PROMPT A
State how many lines in the rows below contain the string "instance", with case counting. Give only the number.

PASSAGE TO READ
□ □ □ □ □

- Born: 17 February 1971 Hiroshima, Japan
- Died: 31 March 2021 (aged 50)
- Genres: Pop
- Occupation: Singer-songwriter
- Instrument: Vocals
- Years active: 1995–2000
- Labels: Epic Records Japan; Village Records;
- Spouse: Akiro Arishima

= Eiko Hiraiwa =

Japanese singer-songwriter (1971-2021)

Eiko Hiraiwa (平岩 英子, Hiraiwa Eiko) was a Japanese singer-songwriter. After studying Dalcroze eurhythmics as a child and college student, she made her major-label debut in 1995. She released several singles and albums with Epic Records Japan and Village Records until 2000, entering into a hiatus afterwards.
==Biography==
Eiko Hiraiwa was born on 17 February 1971 in Hiroshima, and started studying eurhythmics and piano as a young child. She graduated from Hiroshima Music High School and the Kunitachi College of Music, where she continued her eurhythmics studies. Following an audition where a demo tape of hers reached the attention of Japan's record industry, she joined Epic Records Japan and made her major label debut with the single "Watashi ga Watashi de aru Toki" (私が私である時), released on 21 July 1995; she also released her debut album Deep Breath with that same label the same day. Asahigraph called it "a refreshing album that revitalizes the listener's heart", remarking that it "showcases her talents not only as a vocalist but also in songwriting and vocal arrangement".

Hiraiwa released three more albums with Epic Records - Airium (1997), Eureka (1998), and Vesta (1998) - as well as six singles: "Kaze ni Fukarete" (1995), "Cara Cara", "Snow Field: Kowareru hodo Omotteita" (both 1996), "Sotsugyō" (1997), and "Natsu no Kōsui" (1998). In 2000, she released an album Nudy Camera and a single "Naiteiru Hito" under a different label, Village Records, and afterwards her musical career entered into a hiatus. CDJournal remarked that she became known for a "clear, crystalline vocal style", as well as "refreshing vocals and a sound characterized by acoustic textures".

□ □ □ □ □

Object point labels
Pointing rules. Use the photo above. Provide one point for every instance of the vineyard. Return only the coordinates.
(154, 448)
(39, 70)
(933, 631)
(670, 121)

□ □ □ □ □

PROMPT B
Copy word for word everything from "Eiko Hiraiwa (平岩" down to "a hiatus afterwards." in the Eiko Hiraiwa article above.

EXERCISE SOLUTION A
1

EXERCISE SOLUTION B
Eiko Hiraiwa (平岩 英子, Hiraiwa Eiko) was a Japanese singer-songwriter. After studying Dalcroze eurhythmics as a child and college student, she made her major-label debut in 1995. She released several singles and albums with Epic Records Japan and Village Records until 2000, entering into a hiatus afterwards.